• MATERIAL FOR THIS EXERCISE:
====================
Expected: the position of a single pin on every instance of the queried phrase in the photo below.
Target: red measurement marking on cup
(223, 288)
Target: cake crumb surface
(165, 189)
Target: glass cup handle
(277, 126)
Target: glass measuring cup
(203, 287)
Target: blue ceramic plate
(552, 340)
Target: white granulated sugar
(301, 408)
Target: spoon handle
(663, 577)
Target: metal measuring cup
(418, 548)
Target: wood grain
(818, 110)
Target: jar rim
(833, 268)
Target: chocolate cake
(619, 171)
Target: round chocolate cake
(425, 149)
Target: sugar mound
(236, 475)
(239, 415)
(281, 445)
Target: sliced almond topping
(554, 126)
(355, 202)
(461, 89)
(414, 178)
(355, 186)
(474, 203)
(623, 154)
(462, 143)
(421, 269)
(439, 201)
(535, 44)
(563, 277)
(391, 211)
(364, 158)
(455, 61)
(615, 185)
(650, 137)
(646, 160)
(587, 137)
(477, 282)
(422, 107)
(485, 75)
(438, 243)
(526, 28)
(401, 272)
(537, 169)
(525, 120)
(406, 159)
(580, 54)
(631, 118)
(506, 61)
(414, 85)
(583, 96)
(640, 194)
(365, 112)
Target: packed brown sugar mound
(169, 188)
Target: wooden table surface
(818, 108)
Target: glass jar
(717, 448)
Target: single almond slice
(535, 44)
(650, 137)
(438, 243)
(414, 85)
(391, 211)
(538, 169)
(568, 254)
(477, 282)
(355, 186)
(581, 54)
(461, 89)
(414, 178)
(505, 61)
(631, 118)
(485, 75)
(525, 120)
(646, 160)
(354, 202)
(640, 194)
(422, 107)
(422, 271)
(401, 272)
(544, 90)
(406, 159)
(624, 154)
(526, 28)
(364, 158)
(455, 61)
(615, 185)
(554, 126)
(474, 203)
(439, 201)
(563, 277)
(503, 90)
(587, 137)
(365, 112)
====================
• WHAT IS BEING ASKED:
Convert all of the items above into a two-column CSV with the headers "target" and "points", one row per item. Put each item's text and its answer in their own quoted fields, replacing any line breaks with spaces.

• FINAL RESULT:
target,points
"Expected: the position of a single pin on every instance of the queried phrase in the photo below. Target: red measurement marking on cup","(223, 288)"
"Target: cake crumb surface","(165, 189)"
"Target: glass cup handle","(277, 126)"
"Target: glass measuring cup","(203, 287)"
"Target: blue ceramic plate","(552, 340)"
"Target: white granulated sugar","(301, 408)"
"Target: spoon handle","(663, 577)"
"Target: metal measuring cup","(418, 548)"
"Target: wood grain","(818, 110)"
"Target: jar rim","(833, 268)"
"Target: chocolate cake","(619, 171)"
"Target: round chocolate cake","(425, 149)"
"Target: sugar mound","(236, 475) (239, 415) (281, 445)"
"Target: sliced almond topping","(554, 126) (355, 202) (461, 89) (414, 178) (355, 186) (474, 203) (623, 154) (462, 143) (421, 269) (439, 201) (535, 44) (563, 277) (391, 211) (364, 158) (455, 61) (615, 185) (650, 137) (646, 160) (587, 137) (477, 282) (422, 107) (485, 75) (438, 243) (526, 28) (401, 272) (537, 169) (525, 120) (406, 159) (580, 54) (631, 118) (506, 61) (414, 85) (583, 96) (640, 194) (365, 112)"
"Target: packed brown sugar mound","(169, 188)"
"Target: wooden table surface","(818, 108)"
"Target: glass jar","(717, 448)"
"Target: single almond slice","(535, 44) (650, 137) (438, 243) (414, 85) (391, 211) (538, 169) (568, 254) (477, 282) (355, 186) (581, 54) (461, 89) (414, 178) (505, 61) (631, 118) (485, 75) (525, 120) (646, 160) (354, 202) (640, 194) (422, 107) (422, 271) (401, 272) (544, 90) (406, 159) (624, 154) (526, 28) (364, 158) (455, 61) (615, 185) (554, 126) (474, 203) (439, 201) (563, 277) (503, 90) (587, 137) (365, 112)"